- SELECTED TEXT -
Public satisfaction with the way the National Health Service runs remained unchanged from last year at 60 per cent, according to British Social Attitudes survey data for 2013. Published by The King’s Fund a year before the 2015 general election, the data confirms that public satisfaction with the NHS has stabilised after a record fall in 2011 from its all-time high of 70 per cent in 2010.
While public satisfaction with most services also remain high, satisfaction with accident and emergency (A&E) services dropped by six percentage points from 59 per cent (2012) to 53 per cent (2013), its lowest level since 2008. This is the lowest satisfaction rate of any NHS service in 2013. This fall follows the well-publicised breaches in the four-hour A&E waiting time target last year. In contrast, satisfaction with hospital outpatient services climbed to a record high of 67 per cent, while satisfaction with inpatient services jumped six percentage points to 58 per cent.
The survey, conducted by NatCen Social Research, also showed that public satisfaction in GP services was unchanged at 74 per cent, while satisfaction with dentists remained steady at 57 per cent. In contrast to the high levels of satisfaction with the NHS, satisfaction with social care remains low. Just 29 cent of respondents were very or quite satisfied with social care with an equal proportion being dissatisfied.
With exactly a year to go until polling day, the data shows satisfaction levels beginning to diverge along party lines. Between 2012 and 2013, satisfaction increased slightly amongst Conservative supporters (by three percentage points to 66 per cent), remained the same among Liberal Democrats at 63 per cent, and dropped slightly among supporters of the Labour party (reducing by four percentage points to 59 per cent).
John Appleby, Chief Economist at The King’s Fund, said: ‘Since 1983 the British Social Attitudes survey has provided an important barometer of how the public views the NHS. Public satisfaction in the NHS remains high, although satisfaction with A&E has dropped. This may be due to concerns about waiting times in 2013.’
To mark a year until the next general election today, The King’s Fund is launching a new section on its website, which will analyse and provide commentary on the health and social care debate leading up to polling day on 7 May 2015.
Notes to editors:
For further information or to arrange an interview with John Appleby, please contact the Fund’s Press and Public Affairs team on 020 7307 2603 (if calling out of hours, please ring 07584 146035) or email on firstname.lastname@example.org.
The survey was undertaken by NatCen Social Research, with the interviews taking place between July and September 2013. The sample size for the health questions was 1,063. Interviews were carried out face-to-face with a random sample of adults. The data is weighted to ensure it is representative of the general population.
About the British Social Attitudes survey
The British Social Attitudes survey is owned and directed by NatCen Social Research, and has been conducted every year since 1983 with the exception of 1988 and 1992. This is the third year that The King’s Fund has sponsored health questions in the survey. As well as the questions on satisfaction with the NHS and individual services, the survey included a number of other health questions – some of these, along with findings from other topics covered in the survey, will be published in the British Social Attitudes 31st Report in June 2014.
The main question asked was ‘All in all, how satisfied or dissatisfied would you say you are with the way in which the National Health Service runs nowadays?’ Satisfaction as reported here aggregates those who answer ‘very’ and ‘quite’ satisfied. It includes those who have had recent contact with the NHS and those who have not. The NHS is one among a number of topics covered by the survey. Although some of the individual questions may change from year to year, the order in which the topics are covered in the survey and the order in which questions on the NHS are asked have not changed in recent years.
The King’s Fund is an independent charity working to improve health and health care in England. We help to shape policy and practice through research and analysis; develop individuals, teams and organisations; promote understanding of the health and social care system; and bring people together to learn, share knowledge and debate. Our vision is that the best possible care is available to all.

Dataset entries:
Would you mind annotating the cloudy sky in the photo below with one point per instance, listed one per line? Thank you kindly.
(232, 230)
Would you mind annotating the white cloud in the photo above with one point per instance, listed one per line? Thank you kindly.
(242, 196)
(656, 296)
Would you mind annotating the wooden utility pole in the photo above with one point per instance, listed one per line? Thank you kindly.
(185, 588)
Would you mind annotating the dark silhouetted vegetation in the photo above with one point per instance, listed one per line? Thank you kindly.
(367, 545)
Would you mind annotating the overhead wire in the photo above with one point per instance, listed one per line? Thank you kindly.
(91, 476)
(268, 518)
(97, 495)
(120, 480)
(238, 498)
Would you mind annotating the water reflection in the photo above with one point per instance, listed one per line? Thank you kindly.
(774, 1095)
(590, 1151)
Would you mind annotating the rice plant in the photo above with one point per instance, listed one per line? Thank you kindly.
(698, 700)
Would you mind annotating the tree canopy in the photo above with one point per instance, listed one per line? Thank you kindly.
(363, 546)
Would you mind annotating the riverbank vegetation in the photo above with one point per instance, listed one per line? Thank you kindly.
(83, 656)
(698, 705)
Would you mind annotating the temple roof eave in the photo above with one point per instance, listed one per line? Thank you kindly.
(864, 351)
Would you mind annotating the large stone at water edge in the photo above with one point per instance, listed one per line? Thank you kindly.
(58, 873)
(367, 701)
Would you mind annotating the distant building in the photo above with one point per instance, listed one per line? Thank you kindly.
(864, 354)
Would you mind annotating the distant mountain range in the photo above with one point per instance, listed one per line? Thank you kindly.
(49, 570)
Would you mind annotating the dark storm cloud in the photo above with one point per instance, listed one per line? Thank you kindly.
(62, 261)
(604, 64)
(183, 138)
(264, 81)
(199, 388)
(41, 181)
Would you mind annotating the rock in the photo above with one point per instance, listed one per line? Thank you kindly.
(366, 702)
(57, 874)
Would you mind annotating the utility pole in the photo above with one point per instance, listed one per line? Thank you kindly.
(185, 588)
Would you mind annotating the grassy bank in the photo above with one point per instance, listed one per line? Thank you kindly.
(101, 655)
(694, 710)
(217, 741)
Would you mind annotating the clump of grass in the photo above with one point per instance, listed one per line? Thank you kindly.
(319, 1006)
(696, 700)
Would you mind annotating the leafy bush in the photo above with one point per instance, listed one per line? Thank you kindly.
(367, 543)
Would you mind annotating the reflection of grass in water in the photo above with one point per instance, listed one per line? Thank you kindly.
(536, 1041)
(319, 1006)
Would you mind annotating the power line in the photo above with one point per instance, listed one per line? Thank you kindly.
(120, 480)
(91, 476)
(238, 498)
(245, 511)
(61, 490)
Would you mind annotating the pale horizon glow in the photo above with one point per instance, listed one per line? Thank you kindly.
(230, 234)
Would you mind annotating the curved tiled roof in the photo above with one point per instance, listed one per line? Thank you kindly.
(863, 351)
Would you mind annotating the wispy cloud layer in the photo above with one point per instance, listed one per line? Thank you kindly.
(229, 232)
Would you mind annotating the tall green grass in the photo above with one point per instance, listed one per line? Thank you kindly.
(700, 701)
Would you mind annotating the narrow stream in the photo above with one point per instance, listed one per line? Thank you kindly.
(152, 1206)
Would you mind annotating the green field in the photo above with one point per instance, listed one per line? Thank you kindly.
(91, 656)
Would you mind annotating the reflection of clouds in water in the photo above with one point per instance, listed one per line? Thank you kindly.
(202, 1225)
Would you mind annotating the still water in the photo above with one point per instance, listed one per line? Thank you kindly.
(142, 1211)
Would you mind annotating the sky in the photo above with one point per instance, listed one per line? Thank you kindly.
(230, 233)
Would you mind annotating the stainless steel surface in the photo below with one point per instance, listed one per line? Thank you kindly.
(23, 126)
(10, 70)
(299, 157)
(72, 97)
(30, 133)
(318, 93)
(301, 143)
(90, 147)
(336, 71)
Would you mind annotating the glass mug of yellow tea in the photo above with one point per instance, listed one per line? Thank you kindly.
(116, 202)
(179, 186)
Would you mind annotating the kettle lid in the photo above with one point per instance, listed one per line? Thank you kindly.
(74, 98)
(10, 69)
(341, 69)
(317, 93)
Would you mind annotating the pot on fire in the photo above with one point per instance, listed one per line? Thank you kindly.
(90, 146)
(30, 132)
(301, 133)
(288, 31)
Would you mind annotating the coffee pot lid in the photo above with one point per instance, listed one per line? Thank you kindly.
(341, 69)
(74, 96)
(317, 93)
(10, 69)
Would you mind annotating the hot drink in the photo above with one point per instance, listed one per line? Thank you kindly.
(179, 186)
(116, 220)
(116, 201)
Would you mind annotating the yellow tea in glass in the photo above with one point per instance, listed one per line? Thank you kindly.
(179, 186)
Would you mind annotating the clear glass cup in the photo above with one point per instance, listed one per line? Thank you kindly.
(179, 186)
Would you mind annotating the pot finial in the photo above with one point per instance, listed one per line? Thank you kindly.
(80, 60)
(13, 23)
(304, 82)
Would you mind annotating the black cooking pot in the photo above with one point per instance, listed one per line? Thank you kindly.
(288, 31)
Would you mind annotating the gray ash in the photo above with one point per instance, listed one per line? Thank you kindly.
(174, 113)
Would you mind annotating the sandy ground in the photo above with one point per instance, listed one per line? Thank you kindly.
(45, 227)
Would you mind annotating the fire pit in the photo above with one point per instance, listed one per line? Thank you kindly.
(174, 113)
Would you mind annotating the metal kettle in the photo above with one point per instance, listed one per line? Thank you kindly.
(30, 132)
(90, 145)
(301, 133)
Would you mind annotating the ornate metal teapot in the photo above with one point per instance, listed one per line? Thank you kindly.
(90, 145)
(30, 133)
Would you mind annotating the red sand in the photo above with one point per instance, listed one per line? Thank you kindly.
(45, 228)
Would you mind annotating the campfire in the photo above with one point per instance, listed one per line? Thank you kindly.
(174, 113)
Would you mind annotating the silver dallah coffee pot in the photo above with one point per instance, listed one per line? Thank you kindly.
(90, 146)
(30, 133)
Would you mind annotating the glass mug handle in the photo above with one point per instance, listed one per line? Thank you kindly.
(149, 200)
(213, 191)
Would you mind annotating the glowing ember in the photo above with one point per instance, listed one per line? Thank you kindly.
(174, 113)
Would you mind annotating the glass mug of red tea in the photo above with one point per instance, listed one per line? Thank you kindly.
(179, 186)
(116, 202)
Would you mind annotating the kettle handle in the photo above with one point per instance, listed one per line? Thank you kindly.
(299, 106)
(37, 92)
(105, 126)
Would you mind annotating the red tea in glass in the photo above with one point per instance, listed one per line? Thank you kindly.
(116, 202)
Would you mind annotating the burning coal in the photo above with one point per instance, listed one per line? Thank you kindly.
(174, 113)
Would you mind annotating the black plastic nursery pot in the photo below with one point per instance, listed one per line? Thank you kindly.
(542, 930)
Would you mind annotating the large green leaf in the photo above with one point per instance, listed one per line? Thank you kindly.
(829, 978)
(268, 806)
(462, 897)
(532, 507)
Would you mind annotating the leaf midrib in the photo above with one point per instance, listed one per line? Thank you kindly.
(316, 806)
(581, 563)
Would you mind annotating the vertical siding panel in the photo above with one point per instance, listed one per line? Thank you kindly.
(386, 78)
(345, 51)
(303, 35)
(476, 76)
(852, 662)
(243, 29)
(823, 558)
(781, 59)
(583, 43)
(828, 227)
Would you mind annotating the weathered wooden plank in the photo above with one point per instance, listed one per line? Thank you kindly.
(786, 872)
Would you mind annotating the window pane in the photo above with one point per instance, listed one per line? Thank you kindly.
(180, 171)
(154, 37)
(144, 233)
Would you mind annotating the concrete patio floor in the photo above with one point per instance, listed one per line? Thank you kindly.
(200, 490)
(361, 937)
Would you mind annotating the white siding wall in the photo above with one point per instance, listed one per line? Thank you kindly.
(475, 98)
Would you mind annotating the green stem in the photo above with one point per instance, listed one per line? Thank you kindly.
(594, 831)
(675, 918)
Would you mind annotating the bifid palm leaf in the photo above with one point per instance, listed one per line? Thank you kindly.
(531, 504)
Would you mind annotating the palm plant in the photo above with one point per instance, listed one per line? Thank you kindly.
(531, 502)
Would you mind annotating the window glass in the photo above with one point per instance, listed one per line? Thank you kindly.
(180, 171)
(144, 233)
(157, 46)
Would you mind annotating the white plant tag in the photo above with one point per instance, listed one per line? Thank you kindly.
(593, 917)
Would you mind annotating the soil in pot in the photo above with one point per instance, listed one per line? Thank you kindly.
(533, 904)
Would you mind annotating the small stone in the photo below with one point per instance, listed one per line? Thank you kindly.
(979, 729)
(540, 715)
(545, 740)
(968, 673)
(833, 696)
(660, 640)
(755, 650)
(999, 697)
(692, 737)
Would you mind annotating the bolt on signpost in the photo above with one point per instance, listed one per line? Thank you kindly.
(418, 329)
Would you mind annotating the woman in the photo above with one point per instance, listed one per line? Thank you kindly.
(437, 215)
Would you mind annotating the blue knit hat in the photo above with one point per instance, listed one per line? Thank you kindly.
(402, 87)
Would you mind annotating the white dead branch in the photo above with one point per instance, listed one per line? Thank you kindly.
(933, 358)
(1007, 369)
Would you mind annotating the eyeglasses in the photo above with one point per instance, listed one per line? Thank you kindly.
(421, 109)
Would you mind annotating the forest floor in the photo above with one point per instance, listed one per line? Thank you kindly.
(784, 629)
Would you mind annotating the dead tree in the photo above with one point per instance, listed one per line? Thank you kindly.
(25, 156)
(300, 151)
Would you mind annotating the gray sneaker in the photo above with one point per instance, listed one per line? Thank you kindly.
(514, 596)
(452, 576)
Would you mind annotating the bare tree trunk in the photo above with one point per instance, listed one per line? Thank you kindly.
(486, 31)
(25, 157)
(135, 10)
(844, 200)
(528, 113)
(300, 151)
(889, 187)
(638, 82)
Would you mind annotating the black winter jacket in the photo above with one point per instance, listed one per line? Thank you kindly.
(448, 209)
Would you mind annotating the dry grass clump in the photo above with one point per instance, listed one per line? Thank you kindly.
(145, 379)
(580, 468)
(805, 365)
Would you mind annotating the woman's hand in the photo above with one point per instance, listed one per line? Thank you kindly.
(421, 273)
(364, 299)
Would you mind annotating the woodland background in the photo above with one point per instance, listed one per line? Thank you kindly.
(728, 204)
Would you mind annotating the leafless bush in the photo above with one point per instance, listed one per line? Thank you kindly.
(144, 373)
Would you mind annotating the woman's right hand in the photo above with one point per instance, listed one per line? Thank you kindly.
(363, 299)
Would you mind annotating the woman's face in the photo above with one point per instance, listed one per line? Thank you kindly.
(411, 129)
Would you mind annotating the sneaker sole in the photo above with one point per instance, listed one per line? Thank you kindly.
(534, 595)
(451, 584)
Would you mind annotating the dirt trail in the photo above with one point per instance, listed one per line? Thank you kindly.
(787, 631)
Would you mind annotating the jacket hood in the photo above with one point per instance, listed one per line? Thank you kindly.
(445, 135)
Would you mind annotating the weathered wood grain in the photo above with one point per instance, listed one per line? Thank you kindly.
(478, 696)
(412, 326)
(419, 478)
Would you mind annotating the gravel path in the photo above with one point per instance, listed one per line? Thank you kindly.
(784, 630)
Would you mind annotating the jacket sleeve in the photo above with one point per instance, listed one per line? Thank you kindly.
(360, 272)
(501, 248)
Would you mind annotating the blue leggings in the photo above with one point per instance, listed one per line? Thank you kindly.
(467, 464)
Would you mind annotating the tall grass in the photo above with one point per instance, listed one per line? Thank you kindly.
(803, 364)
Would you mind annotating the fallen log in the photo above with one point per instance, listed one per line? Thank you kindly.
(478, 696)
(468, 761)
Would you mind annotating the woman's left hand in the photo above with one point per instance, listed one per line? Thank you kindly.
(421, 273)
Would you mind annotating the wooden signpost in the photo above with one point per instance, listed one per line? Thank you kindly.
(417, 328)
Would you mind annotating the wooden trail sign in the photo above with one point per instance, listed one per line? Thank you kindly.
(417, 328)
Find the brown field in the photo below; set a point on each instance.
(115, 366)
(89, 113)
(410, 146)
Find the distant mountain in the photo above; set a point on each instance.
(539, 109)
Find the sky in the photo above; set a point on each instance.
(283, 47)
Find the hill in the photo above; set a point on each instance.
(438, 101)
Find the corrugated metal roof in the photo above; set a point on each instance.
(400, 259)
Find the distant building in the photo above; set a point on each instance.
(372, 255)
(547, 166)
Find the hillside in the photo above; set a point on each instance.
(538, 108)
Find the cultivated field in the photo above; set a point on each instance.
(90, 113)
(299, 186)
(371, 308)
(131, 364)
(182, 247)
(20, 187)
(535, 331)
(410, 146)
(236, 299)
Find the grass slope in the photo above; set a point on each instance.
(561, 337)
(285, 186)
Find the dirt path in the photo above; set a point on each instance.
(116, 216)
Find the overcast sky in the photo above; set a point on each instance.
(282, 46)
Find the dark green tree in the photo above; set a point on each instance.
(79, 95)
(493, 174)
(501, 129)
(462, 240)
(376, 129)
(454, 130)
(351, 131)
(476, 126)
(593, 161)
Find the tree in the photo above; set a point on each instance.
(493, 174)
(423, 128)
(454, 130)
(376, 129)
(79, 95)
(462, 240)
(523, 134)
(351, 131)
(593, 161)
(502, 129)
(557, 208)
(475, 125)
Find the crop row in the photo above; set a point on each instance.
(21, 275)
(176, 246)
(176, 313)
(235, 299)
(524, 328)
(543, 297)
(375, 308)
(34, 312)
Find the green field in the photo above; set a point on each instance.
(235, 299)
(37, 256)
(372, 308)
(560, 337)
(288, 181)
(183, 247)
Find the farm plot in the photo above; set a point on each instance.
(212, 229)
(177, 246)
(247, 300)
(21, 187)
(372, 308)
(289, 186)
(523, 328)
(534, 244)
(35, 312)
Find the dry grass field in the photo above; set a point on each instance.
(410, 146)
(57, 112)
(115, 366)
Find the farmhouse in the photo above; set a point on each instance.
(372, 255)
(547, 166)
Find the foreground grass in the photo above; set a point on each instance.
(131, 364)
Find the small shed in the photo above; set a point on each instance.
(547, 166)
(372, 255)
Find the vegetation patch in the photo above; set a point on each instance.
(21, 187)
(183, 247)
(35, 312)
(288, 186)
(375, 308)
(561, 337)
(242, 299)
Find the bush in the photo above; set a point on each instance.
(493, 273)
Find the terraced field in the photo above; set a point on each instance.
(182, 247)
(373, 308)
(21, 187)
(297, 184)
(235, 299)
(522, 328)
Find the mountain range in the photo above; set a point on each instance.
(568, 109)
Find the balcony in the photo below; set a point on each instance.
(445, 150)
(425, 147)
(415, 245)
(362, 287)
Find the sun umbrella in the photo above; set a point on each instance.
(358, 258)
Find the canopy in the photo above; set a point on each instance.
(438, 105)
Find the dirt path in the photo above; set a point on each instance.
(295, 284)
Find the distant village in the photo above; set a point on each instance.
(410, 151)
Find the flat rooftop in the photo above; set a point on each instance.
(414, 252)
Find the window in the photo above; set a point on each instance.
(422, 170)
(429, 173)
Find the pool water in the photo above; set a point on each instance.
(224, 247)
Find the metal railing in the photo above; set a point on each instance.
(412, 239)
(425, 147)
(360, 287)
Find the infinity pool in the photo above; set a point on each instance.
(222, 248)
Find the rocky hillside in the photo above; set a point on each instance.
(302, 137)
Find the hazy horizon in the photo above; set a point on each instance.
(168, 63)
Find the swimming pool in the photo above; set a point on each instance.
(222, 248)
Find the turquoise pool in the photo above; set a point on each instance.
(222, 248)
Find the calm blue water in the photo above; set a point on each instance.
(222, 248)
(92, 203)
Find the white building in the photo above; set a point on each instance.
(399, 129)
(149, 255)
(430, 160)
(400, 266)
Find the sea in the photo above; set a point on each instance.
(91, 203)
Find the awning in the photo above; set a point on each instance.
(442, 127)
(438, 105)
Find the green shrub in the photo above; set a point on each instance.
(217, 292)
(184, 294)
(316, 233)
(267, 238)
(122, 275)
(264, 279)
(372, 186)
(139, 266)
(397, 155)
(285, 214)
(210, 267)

- TASK 1 -
According to the press release, what was the level of satisfaction with A&E services in 2013?
- TASK 2 -
Reproduce the passage of the press release from "The survey was" up to and including "the general population.".
Rely only on the press release for what comes next.

- ANSWER AREA 1 -
It fell to 53 per cent, its lowest level since 2008.

- ANSWER AREA 2 -
The survey was undertaken by NatCen Social Research, with the interviews taking place between July and September 2013. The sample size for the health questions was 1,063. Interviews were carried out face-to-face with a random sample of adults. The data is weighted to ensure it is representative of the general population.